## Requirement A
Transcribe the passage of the article on Juliette Pavy's Greenland series between "After a school" and "the contraceptive policy.", inclusive.
## Requirement B
According to the article on Juliette Pavy's Greenland series, why might Nuuk have relatively few Spiralkampagnen victims compared with its total number of inhabitants? Answer in one to three sentences.
## Requirement C
Extend the article on Juliette Pavy's Greenland series, picking up after its final paragraph.

World
Juliette Pavy: Sony World Photographer of the Year 2024
Juliette Pavy’s documentary series explores the severe and lasting impacts of an involuntary birth control campaign led by Danish authorities in Greenland in the 1960s and 1970s. It examines the Spiralkampagnen, in which several thousand Inuit women and girls, some as young as 12 years old, had intrauterine devices implanted without their consent. The project traces the programme’s origins through to the present day, including the ongoing investigation by the Danish government.
Placing the victims’ perspectives at the forefront, the narrative structure of Pavy’s project is shaped by difficult and important reflections on the collective trauma experienced by a community. The series uses a variety of photographic formats, from situating shots of the city of Nuuk and its clinical spaces to X-ray imagery and archive photographs of the young women involved, alongside recent portraits of victims, doctors who worked in Greenland during and after the programme, and the Danish parliamentarian investigating the Spiralkampagnen today.
Juliette explains how she discovered the story: “I was following the subject of Arctic women in the news, and in the daily press in Brittany I noticed a small AFP brief about the topic. I was very curious and I wanted to find out more. As I was already going to Greenland for another assignment, I followed up on the story, and began to meet with the women.”
Between 1966 and 1975, Greenlandic Inuit women were subjected to an involuntary birth control programme known as the Spiralkampagnen (“spiral campaign”). Led by the Danish authorities, nearly 4,500 intrauterine devices, otherwise known as coils or “spirals”, were implanted into Inuit women and girls, some as young as 12. Many of them say that the procedure was performed without their consent. The campaign was first widely publicised by a Danish podcast in spring 2022, and documents now prove that the authorities implemented the policy to reduce Inuit population growth. An official investigation has now been opened, which is set to conclude at the end of 2024.
In 2019, Naja Lyberth, a psychologist in Nuuk, told her story to a local newspaper. Following revelations of the existence of a Danish policy of forced contraception, she created a Facebook group that brought together other victims. “We have the right to own our bodies, and it is our human right to have children,” she said. Lyberth is trying to continue her fight for justice through international human rights organisations.
In May 2022, a Danish journalist, Celine Klint, discovered a document proving that Denmark had organised a policy of forced contraception for Greenlandic women in the 1960s and 1970s. These revelations led to an official inquiry into the campaign, which started in October 2022 and will run until the end of 2024.
After a school medical check-up, one of the victims, Jytte Lyberth, was sent to hospital and was asked to take off her clothes. She was never told what was going to happen. A few months later she experienced severe pain from the coil and returned to hospital to have it removed. Since then, she has been unable to have children.
In Nuuk itself, there are relatively few victims of the Spiralkampagnen compared with the total number of inhabitants. Aviaja Siegstad, who was a gynaecologist in the 1990s, thinks this may be due to the capital’s mixed population. Local doctors may also have been probably more resistant to the contraceptive policy.

## Supplied records
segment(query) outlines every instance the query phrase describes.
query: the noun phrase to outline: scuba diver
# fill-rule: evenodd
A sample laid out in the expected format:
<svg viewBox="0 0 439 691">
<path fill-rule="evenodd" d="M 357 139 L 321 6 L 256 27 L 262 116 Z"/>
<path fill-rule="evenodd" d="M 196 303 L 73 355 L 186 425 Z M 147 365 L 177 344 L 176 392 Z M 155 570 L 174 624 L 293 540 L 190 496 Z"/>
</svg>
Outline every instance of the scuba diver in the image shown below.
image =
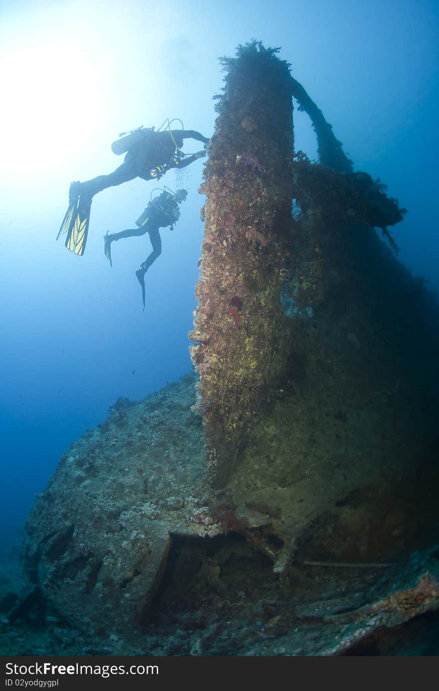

## Reply A
After a school medical check-up, one of the victims, Jytte Lyberth, was sent to hospital and was asked to take off her clothes. She was never told what was going to happen. A few months later she experienced severe pain from the coil and returned to hospital to have it removed. Since then, she has been unable to have children.
In Nuuk itself, there are relatively few victims of the Spiralkampagnen compared with the total number of inhabitants. Aviaja Siegstad, who was a gynaecologist in the 1990s, thinks this may be due to the capital’s mixed population. Local doctors may also have been probably more resistant to the contraceptive policy.

## Reply B
Aviaja Siegstad, a gynecologist in the 1990s, thinks it may be due to the capital's mixed population. Local doctors may also have been more resistant to the contraceptive policy.

## Reply C
Siegstad would regularly see women with fertility problems only to discover that – unbeknown to them – they had had an IUD or “spiral” fitted. This happened quite often, but her department put it down to the work of unscrupulous doctors. They had no idea it had been a political choice. She said: “For me, the crime in this is the political decision, and the systematic use of prevention to reduce a population.”
These IUDs were far too large and unsuitable for the bodies of young teenage girls. In addition to the pain and bleeding, the spirals sometimes caused serious infections that have made some victims permanently sterile.
One gynaecologist who became chief of the village of Maniitsoq in the 1970s said: “Spirals were what we had, what was available to us … The instruction was from the Danish authority. There was a social problem in Greenland [and] many young women were having their first child at the age of 15 or 16. It’s so easy to see it afterwards. The doctors thought they were doing something good, but it was terribly stupid … I wasn’t a particularly good chief. I have no doubt about that. I could have done much better. I regret it today.”
The Danish politician Trine Pertou Mach is a member of the leftwing government and responsible for Arctic development issues. She is closely following the current investigation. She has been making it her role to remind the government that this inquiry was promised, and to urge them to act on it – in particular, by validating the timetable and following the taskforce’s deadlines.
The birthrate halved in the years after the Spiralkampagnen.
Monica Allende, the chair of the 2024 professional competition jury, said: “The jury lauded Juliette Pavy’s empathic portrayal of her subjects, capturing them in a manner that is both dignified and profoundly intimate, thereby highlighting her exceptional talent. Pavy’s dedication to exposing the stark realities faced by marginalised communities, coupled with her compelling narrative approach, has not only earned her the prestigious recognition from the Sony World Photography awards but also underscores the jury’s belief in her potential and the importance of supporting her career trajectory.”